## START DATA FOR THIS EXERCISE

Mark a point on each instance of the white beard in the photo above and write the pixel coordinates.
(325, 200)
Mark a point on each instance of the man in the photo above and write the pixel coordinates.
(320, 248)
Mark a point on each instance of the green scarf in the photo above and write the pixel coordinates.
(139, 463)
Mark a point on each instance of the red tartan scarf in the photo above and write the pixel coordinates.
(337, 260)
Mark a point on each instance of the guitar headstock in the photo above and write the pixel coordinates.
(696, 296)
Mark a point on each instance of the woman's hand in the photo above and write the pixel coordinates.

## END DATA FOR THIS EXERCISE
## START DATA FOR THIS EXERCISE

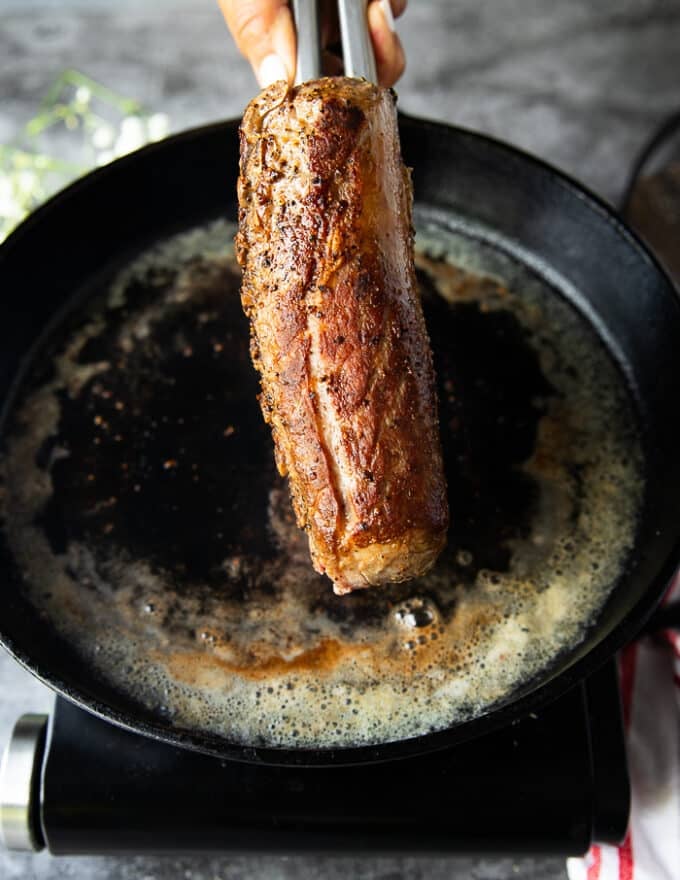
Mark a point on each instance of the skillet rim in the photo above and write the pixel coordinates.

## END DATA FOR THIS EXERCISE
## START DATA FOR THIS EXERCISE

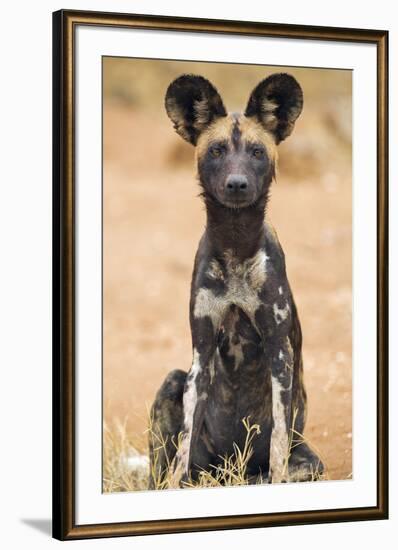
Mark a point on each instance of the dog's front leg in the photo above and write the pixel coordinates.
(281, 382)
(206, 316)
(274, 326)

## END DATA FOR THIS EXERCISE

Can you pull out every line in the listing above that contains the word "pixel"?

■ **COMPLETE ANSWER**
Mark a point on each instance of the white beard in the photo above and write the pixel coordinates.
Mark a point on each instance of the man in the photo above and write the pixel coordinates.
Mark a point on each instance of the green scarf in the photo above and write the pixel coordinates.
Mark a point on each instance of the red tartan scarf in the photo above and write the pixel coordinates.
Mark a point on each instance of the guitar headstock in the photo above and write the pixel coordinates.
Mark a point on each instance of the woman's hand in the photo above and write the pixel coordinates.
Mark a point on each instance of the skillet rim in the photo above and write the pixel coordinates.
Mark a point on each instance of the dog's front leg in the photo above and write the pixel coordinates.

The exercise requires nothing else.